Each record should be written out exactly as it stands.

Saved entries

———

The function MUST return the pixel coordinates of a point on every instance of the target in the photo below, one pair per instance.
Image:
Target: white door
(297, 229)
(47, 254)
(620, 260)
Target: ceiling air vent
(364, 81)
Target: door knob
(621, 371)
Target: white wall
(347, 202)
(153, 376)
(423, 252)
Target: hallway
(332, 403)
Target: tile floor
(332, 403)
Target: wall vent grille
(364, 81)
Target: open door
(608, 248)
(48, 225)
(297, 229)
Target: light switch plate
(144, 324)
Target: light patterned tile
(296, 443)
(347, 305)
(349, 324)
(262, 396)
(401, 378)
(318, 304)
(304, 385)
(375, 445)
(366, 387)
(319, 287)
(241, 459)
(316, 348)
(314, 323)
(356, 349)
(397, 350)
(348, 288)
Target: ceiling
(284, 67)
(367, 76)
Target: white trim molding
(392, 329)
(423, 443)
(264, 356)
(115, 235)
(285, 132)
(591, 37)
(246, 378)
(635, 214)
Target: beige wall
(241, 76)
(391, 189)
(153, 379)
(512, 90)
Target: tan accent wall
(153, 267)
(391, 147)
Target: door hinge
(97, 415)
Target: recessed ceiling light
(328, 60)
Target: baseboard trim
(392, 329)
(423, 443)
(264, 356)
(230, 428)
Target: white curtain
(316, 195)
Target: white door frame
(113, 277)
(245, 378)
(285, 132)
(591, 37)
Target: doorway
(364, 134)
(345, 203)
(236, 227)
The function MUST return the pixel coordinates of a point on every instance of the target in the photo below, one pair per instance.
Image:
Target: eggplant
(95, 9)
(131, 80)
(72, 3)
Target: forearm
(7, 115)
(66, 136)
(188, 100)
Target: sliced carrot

———

Task output:
The function MUST return the pixel coordinates of a point on every instance of the target in the photo below, one pair per instance.
Image:
Target: white door
(297, 229)
(47, 254)
(620, 260)
Target: ceiling air vent
(364, 81)
Target: door knob
(621, 371)
Target: white wall
(347, 202)
(153, 376)
(423, 252)
Target: hallway
(332, 403)
Target: tile floor
(332, 403)
Target: wall vent grille
(364, 81)
Target: open door
(608, 248)
(48, 225)
(297, 229)
Target: light switch plate
(144, 324)
Target: light patterned tile
(296, 443)
(347, 305)
(349, 324)
(262, 396)
(401, 378)
(318, 304)
(304, 385)
(375, 445)
(366, 387)
(319, 287)
(241, 459)
(316, 348)
(314, 323)
(356, 349)
(397, 350)
(348, 288)
Target: ceiling
(284, 67)
(367, 76)
Target: white trim molding
(392, 329)
(423, 443)
(264, 356)
(115, 235)
(285, 132)
(591, 37)
(246, 378)
(635, 214)
Target: beige wall
(241, 76)
(391, 189)
(153, 379)
(512, 90)
Target: tan accent wall
(153, 267)
(391, 147)
Target: door hinge
(97, 415)
Target: recessed ceiling light
(328, 60)
Target: baseboard trim
(392, 329)
(423, 443)
(264, 356)
(230, 428)
Target: white curtain
(316, 195)
Target: white door frame
(113, 277)
(245, 378)
(285, 132)
(591, 37)
Target: doorway
(364, 134)
(345, 203)
(236, 227)
The function MUST return the pixel coordinates of a point on every instance of the target in the photo below, one pair per instance.
Image:
Target: eggplant
(95, 9)
(131, 80)
(72, 3)
Target: forearm
(7, 115)
(66, 136)
(188, 100)
Target: sliced carrot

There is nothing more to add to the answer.